WORK TASK
Please repeat the records exactly, keeping the pictures out.

══ RECORDS FOR THE EXERCISE ══

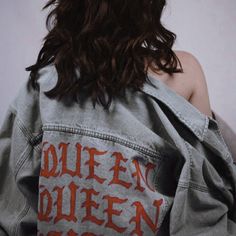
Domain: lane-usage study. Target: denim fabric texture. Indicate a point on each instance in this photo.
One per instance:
(151, 165)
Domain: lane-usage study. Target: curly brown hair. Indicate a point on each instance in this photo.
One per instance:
(110, 43)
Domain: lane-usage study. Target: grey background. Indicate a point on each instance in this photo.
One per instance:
(205, 28)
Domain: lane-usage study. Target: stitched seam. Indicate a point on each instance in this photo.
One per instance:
(193, 186)
(179, 114)
(22, 160)
(92, 133)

═══

SOLVED EXERCISE
Domain: lane-usage study. Target: denim fabric texture. Indicate a point on each instance in this photo.
One per instance:
(151, 165)
Domain: lane-usage study. Target: curly brown hair. Indicate a point on each instance in this photo.
One per instance:
(110, 43)
Domain: lane-usage study. Target: grey background. Indicate a point on each instance in this photo.
One per instance:
(205, 28)
Domain: lane-usage study. Target: stitched seam. Indicate a point on each instance in this photo.
One per instance:
(193, 186)
(179, 114)
(22, 160)
(92, 133)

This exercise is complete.